**What you need to do**
An exact transcript of all the records is the expected answer.

(Referring expression pointing data)
++++++

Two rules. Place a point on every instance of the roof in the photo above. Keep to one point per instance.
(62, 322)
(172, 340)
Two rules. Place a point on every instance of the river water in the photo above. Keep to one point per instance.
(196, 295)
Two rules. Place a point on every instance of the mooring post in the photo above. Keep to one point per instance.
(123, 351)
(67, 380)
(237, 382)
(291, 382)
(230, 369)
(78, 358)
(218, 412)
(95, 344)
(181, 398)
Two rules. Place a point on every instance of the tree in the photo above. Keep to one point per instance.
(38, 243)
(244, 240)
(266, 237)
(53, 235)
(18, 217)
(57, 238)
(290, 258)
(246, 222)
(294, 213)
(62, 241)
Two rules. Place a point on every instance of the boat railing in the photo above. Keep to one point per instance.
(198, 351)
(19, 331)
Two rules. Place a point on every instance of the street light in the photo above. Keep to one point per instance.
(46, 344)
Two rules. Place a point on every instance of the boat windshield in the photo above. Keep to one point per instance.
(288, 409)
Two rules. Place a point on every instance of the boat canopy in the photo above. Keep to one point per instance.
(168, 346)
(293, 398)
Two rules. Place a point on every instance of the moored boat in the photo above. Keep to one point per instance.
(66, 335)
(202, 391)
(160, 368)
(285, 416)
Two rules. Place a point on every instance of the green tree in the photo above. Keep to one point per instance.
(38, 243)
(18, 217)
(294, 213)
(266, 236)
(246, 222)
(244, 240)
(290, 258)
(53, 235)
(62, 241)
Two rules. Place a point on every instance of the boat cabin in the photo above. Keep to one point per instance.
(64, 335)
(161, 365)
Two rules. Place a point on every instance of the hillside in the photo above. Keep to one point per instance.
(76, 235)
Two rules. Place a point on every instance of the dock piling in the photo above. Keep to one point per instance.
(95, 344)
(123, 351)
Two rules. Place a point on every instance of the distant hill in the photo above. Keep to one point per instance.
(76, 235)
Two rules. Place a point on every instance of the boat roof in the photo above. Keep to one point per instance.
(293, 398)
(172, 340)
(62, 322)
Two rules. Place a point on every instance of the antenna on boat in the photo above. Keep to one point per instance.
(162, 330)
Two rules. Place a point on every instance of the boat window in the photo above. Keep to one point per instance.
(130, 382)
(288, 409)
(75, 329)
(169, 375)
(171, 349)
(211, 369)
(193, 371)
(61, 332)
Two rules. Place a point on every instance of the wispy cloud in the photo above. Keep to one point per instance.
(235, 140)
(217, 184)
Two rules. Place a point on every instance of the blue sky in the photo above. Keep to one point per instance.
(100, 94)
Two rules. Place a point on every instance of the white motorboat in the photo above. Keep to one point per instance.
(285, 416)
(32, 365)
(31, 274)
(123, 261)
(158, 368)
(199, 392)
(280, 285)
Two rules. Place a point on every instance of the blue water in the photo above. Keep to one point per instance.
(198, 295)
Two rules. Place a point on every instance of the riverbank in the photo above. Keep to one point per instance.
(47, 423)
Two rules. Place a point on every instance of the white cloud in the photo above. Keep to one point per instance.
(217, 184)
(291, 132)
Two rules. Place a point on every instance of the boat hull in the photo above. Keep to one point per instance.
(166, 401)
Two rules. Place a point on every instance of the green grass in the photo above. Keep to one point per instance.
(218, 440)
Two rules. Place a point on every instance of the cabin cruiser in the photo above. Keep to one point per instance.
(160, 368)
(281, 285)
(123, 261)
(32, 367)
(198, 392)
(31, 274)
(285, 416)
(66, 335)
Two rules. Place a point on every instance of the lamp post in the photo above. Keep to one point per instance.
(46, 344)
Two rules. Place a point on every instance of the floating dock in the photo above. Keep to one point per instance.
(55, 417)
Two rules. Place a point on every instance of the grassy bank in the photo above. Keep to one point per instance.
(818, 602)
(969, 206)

++++++

**Problem solution**
Two rules. Place a point on every instance of the roof in the photo above. Keep to one point per instance.
(62, 322)
(172, 340)
Two rules. Place a point on every instance of the river water in the photo above. Keep to one point per instance.
(196, 295)
Two rules. Place a point on every instance of the mooring post in the photo above. Keep to one point per instance.
(123, 351)
(67, 380)
(237, 382)
(291, 382)
(230, 369)
(78, 358)
(218, 412)
(95, 344)
(181, 398)
Two rules. Place a point on every instance of the tree in the photo above. Keep to one point per instance.
(38, 243)
(244, 240)
(266, 237)
(53, 235)
(18, 217)
(57, 238)
(290, 258)
(246, 222)
(294, 213)
(62, 241)
Two rules. Place a point on every instance of the boat railing in the photo above. Keep to one point per instance.
(198, 351)
(19, 331)
Two rules. Place a point on every instance of the street light in the photo above. Keep to one point per instance.
(46, 344)
Two rules. Place a point on every instance of the boat windshield in the photo above. Keep to one point per instance.
(288, 409)
Two rules. Place a point on every instance of the boat canopy in the photo above. Keep to one point per instance.
(168, 346)
(293, 398)
Two rules. Place a point on every instance of the moored boat in the photo above. Keep to one point per instance.
(66, 335)
(202, 391)
(160, 368)
(285, 416)
Two rules. Place a point on every instance of the green tree in the photo above. Keep to one point per instance.
(38, 243)
(18, 217)
(294, 213)
(266, 236)
(246, 222)
(244, 240)
(290, 258)
(53, 235)
(62, 241)
Two rules. Place a point on every instance of the boat cabin in the photo above. Keep to one point per instance.
(64, 335)
(161, 365)
Two rules. Place a point on every instance of the hillside in the photo above. Keep to one point per instance.
(76, 235)
Two rules. Place a point on every instance of the dock piling in the photo above. Keep to one point per instance.
(95, 344)
(123, 351)
Two rules. Place a point on every instance of the distant hill in the photo above. Keep to one point per instance.
(76, 235)
Two rules. Place a point on every instance of the boat roof in the photo above. Keep to one point per instance.
(293, 398)
(172, 340)
(62, 322)
Two rules. Place a point on every instance of the antenna on boat in the photo above. Keep to one point per instance.
(162, 330)
Two rules. Place a point on every instance of the boat window in the photo above. Keep to one point per instance.
(130, 382)
(288, 409)
(75, 329)
(169, 375)
(171, 349)
(211, 369)
(193, 371)
(61, 332)
Two rules. Place a point on every instance of the wispy cloud in the photo above. Keep to one point per instance.
(235, 140)
(217, 184)
Two rules. Place a point on every instance of the blue sky in the photo above. Keep to one point per instance.
(100, 94)
Two rules. Place a point on every instance of the white motorboat in the photo above. Keep to one point per instance.
(285, 416)
(32, 365)
(31, 274)
(123, 261)
(158, 368)
(199, 392)
(280, 285)
Two rules. Place a point on every instance of the blue water in the photo above. Keep to one point per instance.
(198, 295)
Two rules. Place a point on every instance of the riverbank in the photo above. Keep to one point per instance.
(47, 423)
Two rules. Place a point on every instance of the white cloud in the photo above. Keep to one point per instance.
(217, 184)
(291, 132)
Two rules. Place a point on every instance of the boat hull in the photo above. Keep to one point per instance.
(166, 401)
Two rules. Place a point on every instance of the green grass in the photo above. Keep to one point per instance.
(218, 440)
Two rules. Place a point on every instance of the cabin cruiser in the photo above. Keep to one point per instance.
(160, 368)
(281, 285)
(123, 261)
(32, 367)
(198, 392)
(31, 274)
(285, 416)
(66, 335)
Two rules. Place a point on every instance of the lamp post in the photo above. Keep to one point per instance.
(46, 344)
Two rules. Place a point on every instance of the floating dock in the photo above. Keep to one point per instance.
(55, 417)
Two rules. Place a point on every instance of the grassy bank in the photo above. Keep to one point per instance.
(818, 602)
(969, 206)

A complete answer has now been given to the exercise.